Source document -
-- -- --
And then those circles suddenly shifted, and Wong found himself in the cross-hairs of the criminal justice system for a major heroin deal gone sour. Faced with the possibility of a lengthy prison sentence, Wong did what all hoods secretly wish they could do: He apparently arranged his permanent "demise" on an obscure outback trail on the isolated Philippine island of Negros, 310 miles south of Manila in the Visayan Sea.

The second layer of Paper Fan is a true-life mystery, with its final chapter yet to be written. This is not a simple tale of good guy-bad guy. It is a deeply textured pursuit surging across continents and involving police officials, politicians, diplomats, thieves and more con men than a Kowloon gambling den. Like a Damon Runyon with 24/7 attitude, Gould takes you on a magic-carpet ride through the fascinating and provocative Asia of the 21st century. And he does so with great gusto.

Searching for Wong, Gould travels to the City of the Living Dead, a 54-hectare Chinese cemetery outside Manila, made up of hundreds of multistorey mausoleums, replete with showers, bars, dining rooms with silver service and offices with Internet access - all for the dead to use when they became bored with the tedium of the underworld.

The final element of this troika is a comprehensive vision of China after the Hong Kong takeover, and its effects on criminality on the Asian continent. Until recently, all learned texts about Chinese criminal societies found their genesis in a plain red book, written in 1960 by Royal Hong Kong Police Inspector W.P. Morgan. Triad Societies in Hong Kong has served for decades as the tome by which all such evil was measured and understood. With the termination of British rule over Hong Kong, its hypotheses suddenly seemed quite atrophied.

Paper Fan is perhaps the first work that critically analyzes and unravels the Chinese criminal dragon as it is now poised to strike in Asia and elsewhere - a newborn serpent whose lasting legacy could be widespread corruption that trumps the rule of law, and does so handsomely for its masters.

I approached Paper Fan with the attitude of the cynical cognoscenti: "Been there, done that." But by the time I had finished it, I had to acknowledge that this work is among the most provocative and well written texts on Asian organized crime - its complex history, antecedents and contemporary context - that I have read in years.

By the end of the book, I was also convinced that Paper Fan had feature movie etched all over it in big bold letters. This is a colorful piece of pop literature, and it is also that cliché of clichés, a compelling page-turner. If ever a book has captured the gaudy tones of modern Asia, this is it. Politics, history, culture, suspense and copious doses of good humor - Paper Fan has it all. It is a sophisticated education communicated as sheer, unadulterated entertainment. It is also a hustler's view of Asia, saucy, articulate and endearing. It packs more information into its 482 wonderfully textured pages than there are noodles in Aberdeen's floating restaurant.

Still, the piece is much more than the sum of its very tantalizing parts. Ever the journalist, Gould is not afraid to pose provocative questions. How is it, he asks, that in Canada, heroin trafficking can be virtually a victimless crime? Why, after an accused trafficker has been on the run for 10 or more years, does the Canadian Department of Justice even ponder whether it is worth the time and expense to keep the charges alive? In this perverse game of catch-me-if-you-can, the fugitive trafficker apparently wins and justice admits defeat.

On Dec. 4, 2003, criminal charges against Steve Wong for drug trafficking were stayed. Dead or alive, he is once more a free man.

Steven Wong: If you're out there, surrender. Because if the cops can't get you, I suspect that Terry Gould will.

K.G.E. (Chuck) Konkel is a police officer and an organized crime expert. He has written two novels, Glorious East Wind, set in Hong Kong, and Evil Never Sleeps. He is currently at work on his third novel.
-- -- --
Task item A -
Answer these questions from the Paper Fan review.
(i) How far south of Manila is the island of Negros?
(ii) Who wrote Triad Societies in Hong Kong, and in what year?
(iii) On what date were the drug trafficking charges against Steve Wong stayed?
Task item B -
Extract the passage of the Paper Fan review starting at "Paper Fan is perhaps" and ending at "for its masters.".
Task item C -
List every facility that the Paper Fan review says the mausoleums in the City of the Living Dead contain.
-- -- --
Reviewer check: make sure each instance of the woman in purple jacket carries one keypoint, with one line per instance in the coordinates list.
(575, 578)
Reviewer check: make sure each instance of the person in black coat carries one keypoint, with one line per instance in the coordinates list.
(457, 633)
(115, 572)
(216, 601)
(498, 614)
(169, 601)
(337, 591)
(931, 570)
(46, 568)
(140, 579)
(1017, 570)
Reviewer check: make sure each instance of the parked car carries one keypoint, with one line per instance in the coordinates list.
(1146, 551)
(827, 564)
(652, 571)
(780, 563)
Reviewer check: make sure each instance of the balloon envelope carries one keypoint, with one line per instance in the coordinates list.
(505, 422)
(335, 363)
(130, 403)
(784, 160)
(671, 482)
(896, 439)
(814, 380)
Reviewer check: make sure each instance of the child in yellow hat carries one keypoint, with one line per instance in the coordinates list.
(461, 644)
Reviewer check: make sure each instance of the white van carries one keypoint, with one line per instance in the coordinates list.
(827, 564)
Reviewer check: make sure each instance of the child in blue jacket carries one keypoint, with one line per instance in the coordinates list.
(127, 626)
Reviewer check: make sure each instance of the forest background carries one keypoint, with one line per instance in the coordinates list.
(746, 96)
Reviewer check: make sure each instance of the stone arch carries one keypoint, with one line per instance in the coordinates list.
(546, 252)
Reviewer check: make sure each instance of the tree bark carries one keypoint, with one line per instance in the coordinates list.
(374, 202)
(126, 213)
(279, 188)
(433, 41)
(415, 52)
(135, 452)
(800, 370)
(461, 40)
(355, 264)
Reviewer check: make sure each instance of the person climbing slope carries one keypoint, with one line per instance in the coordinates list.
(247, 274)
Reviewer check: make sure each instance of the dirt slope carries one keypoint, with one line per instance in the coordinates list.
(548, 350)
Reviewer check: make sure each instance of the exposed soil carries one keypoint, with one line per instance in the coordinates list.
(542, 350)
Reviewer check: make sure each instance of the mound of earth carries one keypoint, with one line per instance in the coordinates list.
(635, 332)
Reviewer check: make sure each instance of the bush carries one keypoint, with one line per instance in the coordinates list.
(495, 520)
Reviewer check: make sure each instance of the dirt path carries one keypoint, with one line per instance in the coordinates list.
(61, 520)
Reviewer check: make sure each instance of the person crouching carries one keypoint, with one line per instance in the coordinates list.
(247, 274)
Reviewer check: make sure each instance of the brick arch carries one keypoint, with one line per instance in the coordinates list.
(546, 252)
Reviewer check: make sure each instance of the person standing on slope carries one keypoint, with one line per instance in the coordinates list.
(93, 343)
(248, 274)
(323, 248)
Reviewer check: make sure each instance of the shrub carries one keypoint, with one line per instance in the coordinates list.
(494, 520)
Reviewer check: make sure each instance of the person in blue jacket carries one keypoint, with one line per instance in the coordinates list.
-- -- --
Answer A -
(i) 310 miles.
(ii) Royal Hong Kong Police Inspector W.P. Morgan, in 1960.
(iii) Dec. 4, 2003.

Answer B -
Paper Fan is perhaps the first work that critically analyzes and unravels the Chinese criminal dragon as it is now poised to strike in Asia and elsewhere - a newborn serpent whose lasting legacy could be widespread corruption that trumps the rule of law, and does so handsomely for its masters.

Answer C -
- Showers
- Bars
- Dining rooms with silver service
- Offices with Internet access